▸ **What you need to do**
#1 Translate this sentence from the Cisco book thread into Spanish: "It complements the Caslow book admirably."
#2 In the Cisco book thread, rewrite the paragraph beginning "I bought the book as well" as a short bulleted list that keeps its main facts.

▸ **Document excerpt**
***
Re: Cisco Routers for Bridging, DLSW+ & Desktop Protocols

From: Ben Rife (brife@xxxxxxxxxx)
Date: Wed Jan 26 2000 - 00:25:00 GMT-3


   
I bought the book as well. I agree, it's a good reference in it's own way,
but certainly no BRS by Caslow. I agree that it has several mistakes and
things I disagree with, such as the ...no split-horizon... on EVERY
frame/X.25/ISDN intf for most protocols. I agree with Caslow on this issue
(only on a hub router / multipoint intf). But all around good buy. It has
some interesting DLSW configs.

Ben
----- Original Message -----
From: <pkm@calweb.com>
To: <ccielab@groupstudy.com>
Cc: <pmoulay@ens.com>
Sent: Tuesday, January 25, 2000 5:29 PM
Subject: Cisco Routers for Bridging, DLSW+ & Desktop Protocols

> Dear Members,
>
> I bought this book because I was weak on Desktop protocols and DLSW. It
> complements the Caslow book admirably.
> IPX always is on the lab (5 points) as well as DLSW (5 points). This
> book particularly explains how to configure IPX, IPX EIGRP and AT, AT
> EIGRP very well as well DECNET, VINES. I particularly appreciated the
> frame-relay and ISDN examples for each of the protocols. It is worth the
> $55.
>
> I do have couple questions about some of the examples in this book:
>
> 1) p228-p229 example about HDLC config. I do not see a clock rate
> command. Is it a mistake or an oversight. I thought you need one router
> to act as a DTE and the other one as a DCE?
> ALL the HDLC examples in this book do not use this.
***
▸ **Shape labeling records**
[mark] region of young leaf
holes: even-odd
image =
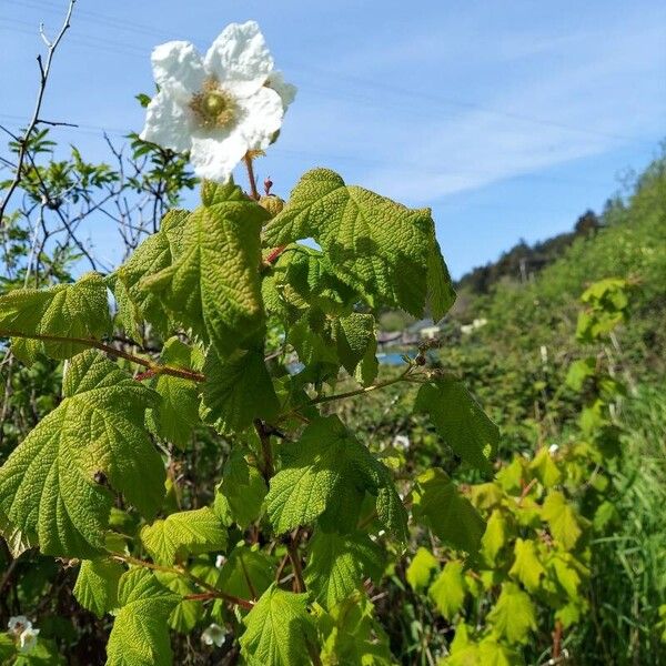
[[[583,533],[573,506],[559,491],[553,491],[542,507],[542,518],[551,526],[551,534],[566,551],[571,551]]]
[[[222,551],[226,531],[211,508],[181,511],[141,529],[141,542],[159,564],[173,564],[190,554]]]
[[[225,525],[236,523],[245,528],[259,518],[268,492],[263,476],[248,463],[245,452],[234,448],[224,463],[213,511]]]
[[[398,538],[404,536],[406,512],[391,473],[337,416],[312,421],[301,440],[283,451],[283,467],[266,495],[269,517],[278,532],[312,523],[326,509],[349,516],[341,512],[346,500],[354,498],[357,506],[359,492],[367,490],[377,495],[380,519]]]
[[[0,334],[57,335],[99,340],[111,330],[104,279],[88,273],[73,284],[49,289],[18,289],[0,296]],[[39,352],[70,359],[88,345],[75,342],[14,339],[12,350],[24,363]]]
[[[438,559],[427,549],[418,548],[406,571],[407,583],[413,589],[425,589],[435,572],[440,571]]]
[[[441,315],[446,306],[443,260],[433,259],[438,248],[431,211],[410,210],[345,185],[327,169],[314,169],[301,179],[264,236],[271,246],[313,238],[337,276],[361,290],[374,306],[393,305],[421,316],[428,283],[434,312]]]
[[[219,587],[242,599],[261,596],[273,583],[275,567],[260,551],[236,546],[222,565]]]
[[[382,561],[382,549],[366,534],[317,529],[310,542],[305,583],[325,608],[332,608],[364,578],[380,575]]]
[[[162,219],[160,231],[148,236],[130,259],[110,275],[120,321],[131,334],[141,334],[143,321],[150,322],[162,334],[169,330],[169,316],[160,299],[145,289],[143,281],[168,269],[179,255],[189,214],[182,210],[169,211]]]
[[[536,554],[536,544],[532,539],[516,539],[514,547],[515,561],[508,575],[517,578],[527,591],[536,592],[541,585],[542,576],[546,575]]]
[[[323,664],[345,666],[393,666],[389,636],[374,617],[374,606],[361,592],[319,616],[324,637]]]
[[[546,487],[557,485],[562,480],[562,473],[557,468],[547,446],[542,446],[534,460],[529,463],[529,470],[534,472],[536,478]]]
[[[167,620],[178,602],[151,572],[137,568],[123,574],[107,666],[171,666]]]
[[[203,617],[204,608],[201,602],[184,597],[195,594],[198,589],[186,578],[178,574],[155,572],[154,575],[161,585],[180,597],[180,602],[169,616],[169,626],[180,634],[189,634]]]
[[[164,495],[164,465],[143,428],[155,393],[95,351],[72,359],[64,400],[0,467],[0,515],[44,554],[94,557],[104,547],[112,494],[145,517]]]
[[[84,559],[74,585],[77,601],[102,617],[118,606],[118,582],[123,573],[122,565],[109,557]]]
[[[500,431],[461,382],[440,379],[423,384],[414,408],[430,415],[440,435],[463,461],[483,472],[492,471]]]
[[[209,351],[203,367],[202,413],[220,432],[238,433],[254,418],[270,421],[280,410],[262,350],[239,350],[222,361]]]
[[[424,472],[416,480],[413,498],[414,518],[443,542],[467,553],[478,549],[485,523],[444,472],[437,468]]]
[[[222,357],[263,325],[259,234],[268,219],[239,186],[214,185],[185,220],[172,265],[141,282]]]
[[[495,607],[488,613],[493,628],[511,644],[525,643],[536,630],[536,612],[532,599],[515,583],[504,583]]]
[[[273,584],[244,618],[241,654],[250,666],[310,666],[315,630],[306,610],[307,595]]]
[[[427,594],[435,602],[440,613],[446,619],[452,620],[465,601],[463,563],[447,562]]]
[[[427,256],[427,305],[433,321],[438,322],[455,302],[455,291],[440,251],[440,243],[433,233],[431,249]]]
[[[374,316],[352,312],[349,316],[335,320],[334,337],[337,346],[337,357],[345,370],[353,375],[356,366],[369,351],[373,355],[376,352],[377,341],[374,333]]]
[[[481,552],[494,565],[496,557],[508,541],[509,526],[504,515],[498,508],[495,508],[486,524],[486,531],[481,539]]]
[[[161,362],[186,370],[200,370],[203,359],[196,347],[189,347],[178,337],[171,337],[164,343]],[[151,383],[151,389],[162,400],[148,413],[150,428],[162,440],[184,448],[199,423],[196,383],[184,377],[160,374]]]
[[[284,533],[312,523],[334,497],[361,485],[354,470],[361,450],[336,416],[312,421],[283,451],[282,470],[271,480],[266,508],[274,528]]]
***
▸ **Solution set**
#1 Complementa admirablemente el libro de Caslow.

#2
- The writer also bought the book and considers it a good reference in its own way, though not on par with Caslow's BRS.
- It has several mistakes and points the writer disagrees with, such as applying "no split-horizon" on every frame/X.25/ISDN interface for most protocols.
- On that point, the writer sides with Caslow: the command belongs only on a hub router or multipoint interface.
- Overall, it is a good buy and contains some interesting DLSW configs.